Stored items from a collection:
******************************
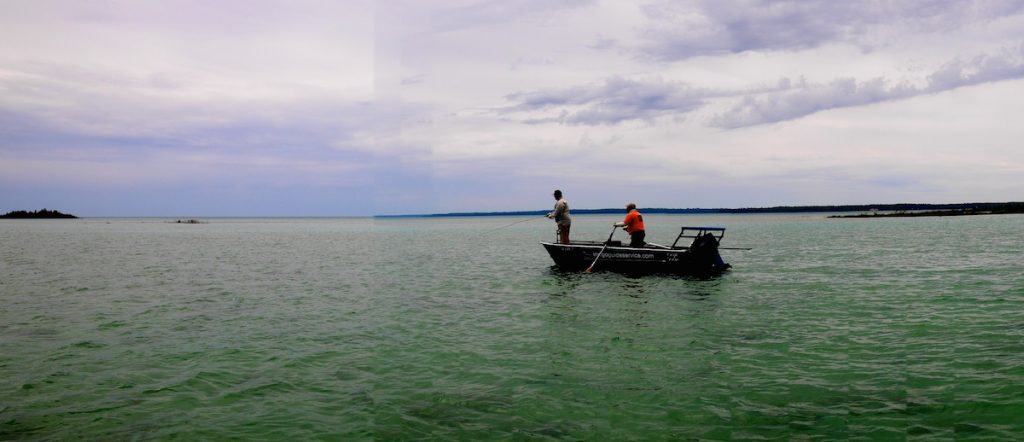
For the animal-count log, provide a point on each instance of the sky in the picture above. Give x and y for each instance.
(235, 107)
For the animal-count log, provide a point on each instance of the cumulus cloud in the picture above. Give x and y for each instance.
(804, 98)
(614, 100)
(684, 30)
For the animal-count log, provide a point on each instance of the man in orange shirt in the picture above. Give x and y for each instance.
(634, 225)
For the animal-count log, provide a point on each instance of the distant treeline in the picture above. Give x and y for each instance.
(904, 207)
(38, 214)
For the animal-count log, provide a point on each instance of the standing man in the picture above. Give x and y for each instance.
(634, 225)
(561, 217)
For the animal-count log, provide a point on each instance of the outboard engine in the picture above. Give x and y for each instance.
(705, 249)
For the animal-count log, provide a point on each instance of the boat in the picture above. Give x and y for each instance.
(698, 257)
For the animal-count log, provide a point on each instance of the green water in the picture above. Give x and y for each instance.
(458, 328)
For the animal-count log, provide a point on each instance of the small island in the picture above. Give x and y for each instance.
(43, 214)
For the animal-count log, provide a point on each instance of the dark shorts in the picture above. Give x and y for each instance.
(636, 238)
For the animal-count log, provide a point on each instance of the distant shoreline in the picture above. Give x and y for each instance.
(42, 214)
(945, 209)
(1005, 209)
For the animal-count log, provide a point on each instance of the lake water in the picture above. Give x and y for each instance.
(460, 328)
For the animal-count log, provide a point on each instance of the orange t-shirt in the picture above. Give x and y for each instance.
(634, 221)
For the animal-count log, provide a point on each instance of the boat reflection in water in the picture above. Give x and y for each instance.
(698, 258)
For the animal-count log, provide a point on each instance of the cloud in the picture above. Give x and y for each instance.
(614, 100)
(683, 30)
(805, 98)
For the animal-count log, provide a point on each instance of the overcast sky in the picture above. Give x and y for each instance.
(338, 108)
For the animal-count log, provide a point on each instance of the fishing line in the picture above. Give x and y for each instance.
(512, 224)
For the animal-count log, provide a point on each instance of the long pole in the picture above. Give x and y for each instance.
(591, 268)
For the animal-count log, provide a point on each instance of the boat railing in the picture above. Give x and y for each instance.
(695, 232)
******************************
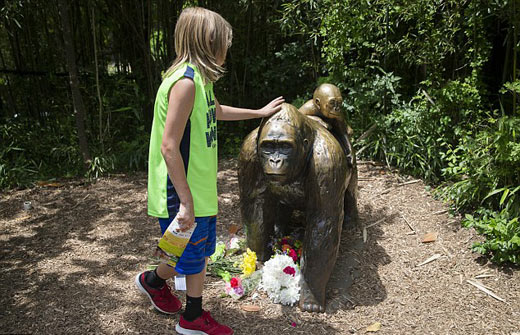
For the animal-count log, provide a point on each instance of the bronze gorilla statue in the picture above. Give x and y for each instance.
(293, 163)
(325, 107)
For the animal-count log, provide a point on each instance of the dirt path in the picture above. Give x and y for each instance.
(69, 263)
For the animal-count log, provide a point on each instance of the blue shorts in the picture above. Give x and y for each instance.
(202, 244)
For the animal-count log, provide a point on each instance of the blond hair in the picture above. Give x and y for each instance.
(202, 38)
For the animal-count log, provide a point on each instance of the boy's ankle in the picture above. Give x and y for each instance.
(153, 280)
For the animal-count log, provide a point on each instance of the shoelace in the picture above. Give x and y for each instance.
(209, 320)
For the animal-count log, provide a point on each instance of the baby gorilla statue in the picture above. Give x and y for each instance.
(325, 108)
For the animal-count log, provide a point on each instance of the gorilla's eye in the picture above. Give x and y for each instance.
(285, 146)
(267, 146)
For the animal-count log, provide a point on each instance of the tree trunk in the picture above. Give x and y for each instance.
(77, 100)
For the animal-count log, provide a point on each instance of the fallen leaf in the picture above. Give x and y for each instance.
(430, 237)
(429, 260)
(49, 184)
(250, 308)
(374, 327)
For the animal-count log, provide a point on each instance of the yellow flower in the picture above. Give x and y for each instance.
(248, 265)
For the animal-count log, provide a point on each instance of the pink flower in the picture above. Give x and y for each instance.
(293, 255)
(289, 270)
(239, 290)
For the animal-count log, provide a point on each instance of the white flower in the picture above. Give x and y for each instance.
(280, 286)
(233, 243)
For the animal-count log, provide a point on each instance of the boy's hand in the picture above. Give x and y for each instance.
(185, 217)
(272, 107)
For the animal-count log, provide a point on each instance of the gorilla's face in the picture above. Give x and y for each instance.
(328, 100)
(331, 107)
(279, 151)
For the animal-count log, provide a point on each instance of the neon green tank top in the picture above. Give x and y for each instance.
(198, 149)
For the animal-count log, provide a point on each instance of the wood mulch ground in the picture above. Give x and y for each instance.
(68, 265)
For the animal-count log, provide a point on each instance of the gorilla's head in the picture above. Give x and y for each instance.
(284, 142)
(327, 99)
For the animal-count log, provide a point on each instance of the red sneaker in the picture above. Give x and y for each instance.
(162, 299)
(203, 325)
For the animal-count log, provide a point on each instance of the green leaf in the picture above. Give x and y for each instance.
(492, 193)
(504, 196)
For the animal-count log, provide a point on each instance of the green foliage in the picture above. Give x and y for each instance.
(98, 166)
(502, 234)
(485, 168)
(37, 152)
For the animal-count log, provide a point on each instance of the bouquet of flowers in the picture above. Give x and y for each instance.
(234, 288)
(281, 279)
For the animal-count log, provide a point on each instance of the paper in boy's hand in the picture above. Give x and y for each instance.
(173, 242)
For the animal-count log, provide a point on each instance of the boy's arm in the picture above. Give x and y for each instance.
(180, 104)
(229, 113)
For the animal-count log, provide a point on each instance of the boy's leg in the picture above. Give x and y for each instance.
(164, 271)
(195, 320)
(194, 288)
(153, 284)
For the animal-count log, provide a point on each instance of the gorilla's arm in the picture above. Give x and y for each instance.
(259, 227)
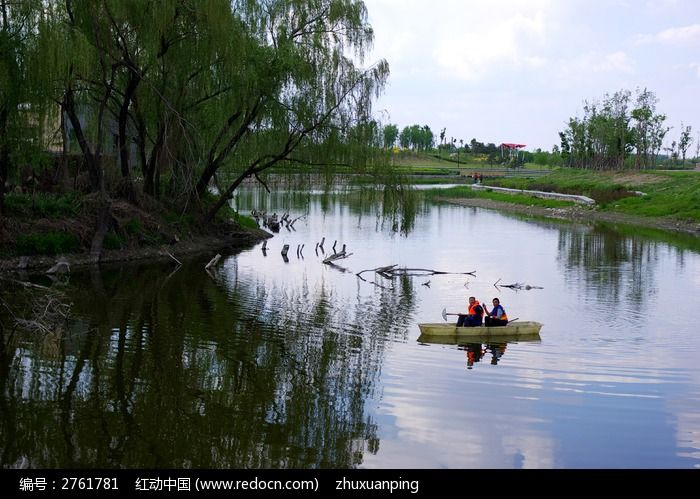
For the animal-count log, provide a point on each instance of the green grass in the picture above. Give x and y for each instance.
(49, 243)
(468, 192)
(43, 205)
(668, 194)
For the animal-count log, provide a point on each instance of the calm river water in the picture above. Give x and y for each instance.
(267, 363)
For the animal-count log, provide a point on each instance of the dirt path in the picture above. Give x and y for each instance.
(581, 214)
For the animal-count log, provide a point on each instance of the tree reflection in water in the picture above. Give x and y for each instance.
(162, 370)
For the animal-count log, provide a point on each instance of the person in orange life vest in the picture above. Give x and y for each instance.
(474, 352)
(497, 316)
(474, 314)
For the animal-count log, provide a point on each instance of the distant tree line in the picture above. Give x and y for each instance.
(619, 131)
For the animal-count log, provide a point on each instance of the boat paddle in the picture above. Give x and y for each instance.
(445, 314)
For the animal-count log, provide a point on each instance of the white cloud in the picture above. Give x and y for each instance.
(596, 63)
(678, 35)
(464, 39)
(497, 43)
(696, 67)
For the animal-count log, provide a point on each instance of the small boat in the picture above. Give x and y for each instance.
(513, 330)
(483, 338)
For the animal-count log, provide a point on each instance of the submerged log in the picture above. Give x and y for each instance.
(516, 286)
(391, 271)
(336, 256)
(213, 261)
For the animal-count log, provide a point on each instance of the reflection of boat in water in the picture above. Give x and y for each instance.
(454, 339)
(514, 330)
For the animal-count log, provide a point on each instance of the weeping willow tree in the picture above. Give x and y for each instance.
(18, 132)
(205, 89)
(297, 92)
******************************
§ **What the task requires**: Gather each line in the items above that contains the word "water", and list those lines in the order they appear.

§ **Reply to the task**:
For the animal-count log, provide a point on each instance of the green water in the picture above. Give x and y for each instance.
For the animal-count log, provide a point on each instance of the lake water in the picture above. Give x and y for each instance.
For the animal-count log, provide a point on each instance of the boat reflection in water in the picture above. Give x and y for each instance.
For the animal-count log, provide a point on each instance of the calm river water in the picture above. Give x and y for each instance.
For the animal-count log, provide a point on each instance of the tree reflection in water in the picture above. Give x and y for each instance.
For the animal-count log, provide a point on each instance of the reflection of boat in water in the picture above. Give x and y for each instance.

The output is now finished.